■ Task description
Could you pull out every line of the data that contains the string "tail", treating uppercase and lowercase as different?

*** Task input

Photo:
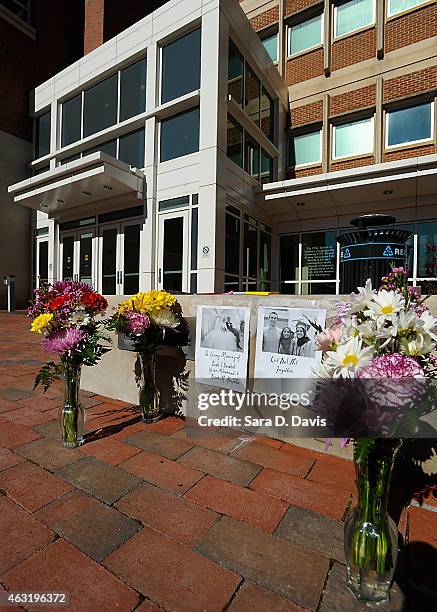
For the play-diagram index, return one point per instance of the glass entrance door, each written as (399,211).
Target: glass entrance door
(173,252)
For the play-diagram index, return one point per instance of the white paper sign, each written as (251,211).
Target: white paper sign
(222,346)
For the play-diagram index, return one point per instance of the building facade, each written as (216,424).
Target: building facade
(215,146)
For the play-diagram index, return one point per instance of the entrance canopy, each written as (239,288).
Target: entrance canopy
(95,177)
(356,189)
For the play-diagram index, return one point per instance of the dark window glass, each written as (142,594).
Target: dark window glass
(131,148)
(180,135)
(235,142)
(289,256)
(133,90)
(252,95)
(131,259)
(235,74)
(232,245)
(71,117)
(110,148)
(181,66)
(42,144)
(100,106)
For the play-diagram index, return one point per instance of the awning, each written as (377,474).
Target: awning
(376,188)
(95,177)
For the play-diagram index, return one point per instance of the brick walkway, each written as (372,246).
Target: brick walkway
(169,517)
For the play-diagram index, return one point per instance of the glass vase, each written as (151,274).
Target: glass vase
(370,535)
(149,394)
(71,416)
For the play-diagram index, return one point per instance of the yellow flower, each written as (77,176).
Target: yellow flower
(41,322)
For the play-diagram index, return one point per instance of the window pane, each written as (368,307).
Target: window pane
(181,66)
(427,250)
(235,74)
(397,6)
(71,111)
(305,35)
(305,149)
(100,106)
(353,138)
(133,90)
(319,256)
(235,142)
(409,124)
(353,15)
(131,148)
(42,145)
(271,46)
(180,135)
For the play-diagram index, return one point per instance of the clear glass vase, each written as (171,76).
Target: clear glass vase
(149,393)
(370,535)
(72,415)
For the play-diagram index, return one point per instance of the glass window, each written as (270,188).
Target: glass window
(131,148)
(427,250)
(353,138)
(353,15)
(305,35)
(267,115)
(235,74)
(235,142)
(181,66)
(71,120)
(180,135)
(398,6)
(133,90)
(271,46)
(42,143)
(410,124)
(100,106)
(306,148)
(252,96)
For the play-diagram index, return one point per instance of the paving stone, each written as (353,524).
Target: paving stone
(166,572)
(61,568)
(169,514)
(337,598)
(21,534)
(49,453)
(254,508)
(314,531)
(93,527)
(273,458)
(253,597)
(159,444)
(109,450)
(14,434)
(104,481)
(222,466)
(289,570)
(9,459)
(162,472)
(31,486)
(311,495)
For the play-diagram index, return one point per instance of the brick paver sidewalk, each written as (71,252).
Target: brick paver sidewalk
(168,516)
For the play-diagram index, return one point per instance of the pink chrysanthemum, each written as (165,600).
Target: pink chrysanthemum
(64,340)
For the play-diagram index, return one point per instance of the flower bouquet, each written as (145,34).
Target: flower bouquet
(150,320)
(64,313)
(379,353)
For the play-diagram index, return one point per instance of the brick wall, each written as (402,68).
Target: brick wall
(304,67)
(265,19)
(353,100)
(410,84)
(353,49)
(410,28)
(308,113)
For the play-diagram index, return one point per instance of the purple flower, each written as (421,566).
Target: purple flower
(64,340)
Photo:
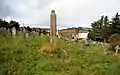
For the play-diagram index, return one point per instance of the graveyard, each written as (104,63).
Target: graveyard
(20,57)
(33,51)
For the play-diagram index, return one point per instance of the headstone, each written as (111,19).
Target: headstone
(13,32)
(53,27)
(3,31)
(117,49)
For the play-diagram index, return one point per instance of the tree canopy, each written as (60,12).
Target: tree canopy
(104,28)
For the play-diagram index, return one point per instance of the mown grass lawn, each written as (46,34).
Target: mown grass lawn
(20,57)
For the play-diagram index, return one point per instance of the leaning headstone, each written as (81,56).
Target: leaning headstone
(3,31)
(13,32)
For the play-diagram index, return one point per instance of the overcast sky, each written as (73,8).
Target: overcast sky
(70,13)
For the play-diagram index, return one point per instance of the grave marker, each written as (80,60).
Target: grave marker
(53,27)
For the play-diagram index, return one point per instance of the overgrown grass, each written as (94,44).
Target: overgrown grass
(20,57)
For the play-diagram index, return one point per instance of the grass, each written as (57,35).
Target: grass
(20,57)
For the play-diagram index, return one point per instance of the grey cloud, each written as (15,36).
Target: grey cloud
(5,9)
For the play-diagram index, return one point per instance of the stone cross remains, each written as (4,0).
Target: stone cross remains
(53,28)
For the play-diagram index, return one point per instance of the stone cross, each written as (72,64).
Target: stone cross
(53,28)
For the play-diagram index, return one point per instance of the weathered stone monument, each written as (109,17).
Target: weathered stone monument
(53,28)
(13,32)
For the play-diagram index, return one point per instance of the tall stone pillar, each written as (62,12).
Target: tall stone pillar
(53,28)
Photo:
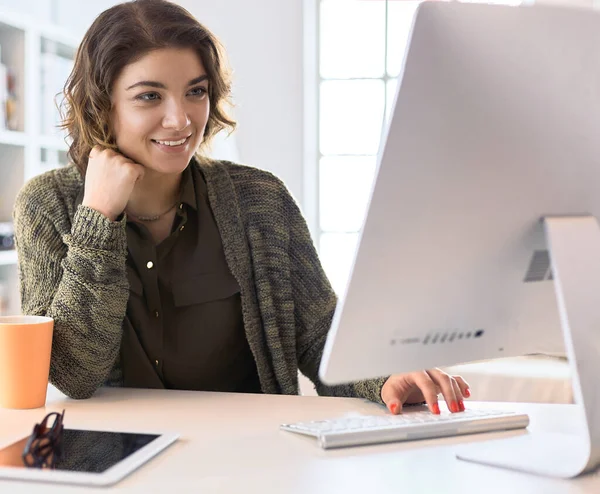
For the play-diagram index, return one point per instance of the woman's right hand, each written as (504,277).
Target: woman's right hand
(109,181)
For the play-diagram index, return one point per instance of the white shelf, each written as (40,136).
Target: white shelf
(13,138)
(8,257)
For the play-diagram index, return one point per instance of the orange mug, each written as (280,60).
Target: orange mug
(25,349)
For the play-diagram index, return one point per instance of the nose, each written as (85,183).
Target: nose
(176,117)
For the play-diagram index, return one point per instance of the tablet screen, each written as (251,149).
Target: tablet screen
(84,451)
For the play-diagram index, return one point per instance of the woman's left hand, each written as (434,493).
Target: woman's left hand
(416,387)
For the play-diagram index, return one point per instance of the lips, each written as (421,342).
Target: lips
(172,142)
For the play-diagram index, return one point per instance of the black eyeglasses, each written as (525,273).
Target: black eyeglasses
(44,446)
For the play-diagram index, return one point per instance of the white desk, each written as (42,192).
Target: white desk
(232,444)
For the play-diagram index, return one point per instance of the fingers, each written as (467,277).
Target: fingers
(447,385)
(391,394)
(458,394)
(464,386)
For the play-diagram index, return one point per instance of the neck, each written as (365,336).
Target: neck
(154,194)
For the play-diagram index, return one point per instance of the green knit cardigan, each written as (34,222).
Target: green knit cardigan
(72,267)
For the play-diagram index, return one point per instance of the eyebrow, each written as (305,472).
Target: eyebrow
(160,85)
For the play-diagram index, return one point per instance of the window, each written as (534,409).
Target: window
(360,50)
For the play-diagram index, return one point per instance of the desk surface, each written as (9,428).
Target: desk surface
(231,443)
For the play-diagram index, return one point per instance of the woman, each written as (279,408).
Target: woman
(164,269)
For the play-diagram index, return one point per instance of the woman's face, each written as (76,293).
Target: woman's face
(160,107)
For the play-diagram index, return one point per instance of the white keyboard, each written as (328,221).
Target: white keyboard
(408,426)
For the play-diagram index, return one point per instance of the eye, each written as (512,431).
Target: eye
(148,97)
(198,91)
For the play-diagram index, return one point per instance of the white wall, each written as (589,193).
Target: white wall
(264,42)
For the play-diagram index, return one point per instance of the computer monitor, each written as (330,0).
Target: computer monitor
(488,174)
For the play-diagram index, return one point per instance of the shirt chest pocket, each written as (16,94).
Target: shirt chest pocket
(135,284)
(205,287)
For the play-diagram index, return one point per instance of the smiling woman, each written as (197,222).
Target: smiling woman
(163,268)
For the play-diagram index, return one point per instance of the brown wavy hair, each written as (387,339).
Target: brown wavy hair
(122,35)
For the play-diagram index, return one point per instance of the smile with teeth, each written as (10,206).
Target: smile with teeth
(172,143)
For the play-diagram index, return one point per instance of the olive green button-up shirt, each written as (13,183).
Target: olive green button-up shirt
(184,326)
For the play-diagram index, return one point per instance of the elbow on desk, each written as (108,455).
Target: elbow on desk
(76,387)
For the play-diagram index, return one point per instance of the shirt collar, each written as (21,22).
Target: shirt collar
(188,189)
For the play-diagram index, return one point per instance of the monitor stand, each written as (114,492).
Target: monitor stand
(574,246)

******
*** Task input

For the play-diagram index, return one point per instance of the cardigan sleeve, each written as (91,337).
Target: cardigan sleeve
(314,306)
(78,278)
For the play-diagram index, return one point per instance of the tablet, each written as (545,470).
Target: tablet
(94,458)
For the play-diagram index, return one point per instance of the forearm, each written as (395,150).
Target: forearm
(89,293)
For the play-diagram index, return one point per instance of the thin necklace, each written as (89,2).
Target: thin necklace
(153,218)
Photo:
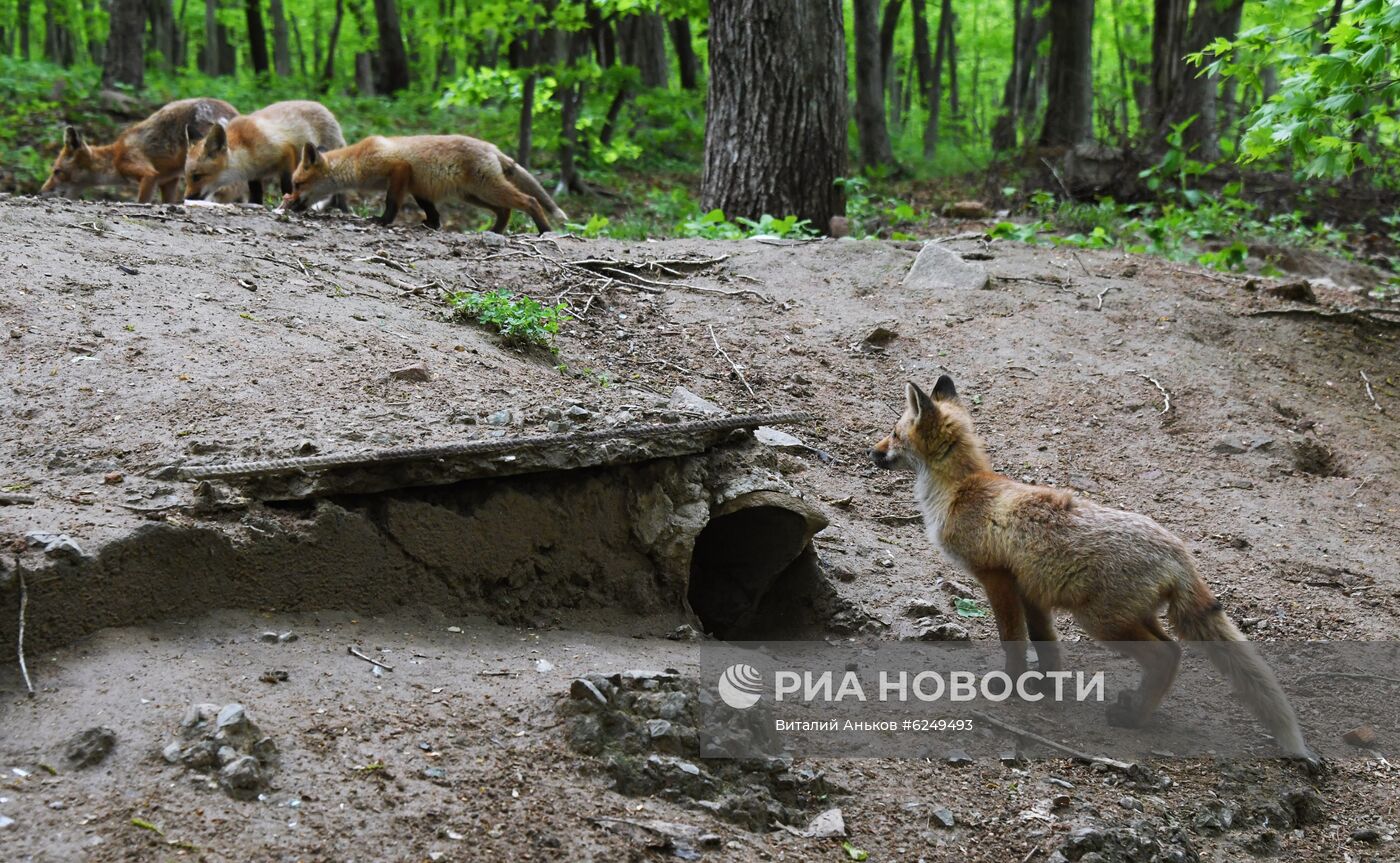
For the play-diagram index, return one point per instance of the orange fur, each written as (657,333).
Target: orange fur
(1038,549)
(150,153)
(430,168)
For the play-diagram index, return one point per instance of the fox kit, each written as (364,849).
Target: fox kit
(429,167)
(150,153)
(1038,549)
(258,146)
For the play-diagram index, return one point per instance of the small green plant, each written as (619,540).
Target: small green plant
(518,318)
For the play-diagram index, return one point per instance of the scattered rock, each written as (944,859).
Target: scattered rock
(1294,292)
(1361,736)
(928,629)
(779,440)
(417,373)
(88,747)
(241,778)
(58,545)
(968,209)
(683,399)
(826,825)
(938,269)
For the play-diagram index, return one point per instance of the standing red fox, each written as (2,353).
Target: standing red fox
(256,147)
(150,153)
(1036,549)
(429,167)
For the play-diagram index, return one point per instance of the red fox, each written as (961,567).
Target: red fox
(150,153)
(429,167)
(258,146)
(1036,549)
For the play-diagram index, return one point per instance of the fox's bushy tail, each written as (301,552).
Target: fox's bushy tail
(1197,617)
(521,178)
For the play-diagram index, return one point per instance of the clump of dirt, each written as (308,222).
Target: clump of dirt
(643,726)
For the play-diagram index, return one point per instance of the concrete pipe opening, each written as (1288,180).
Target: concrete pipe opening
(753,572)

******

■ Finished answer
For the play-diagram index, return one point per instance of the fox's bushy tail, each written as (301,552).
Target: fox's bushy tail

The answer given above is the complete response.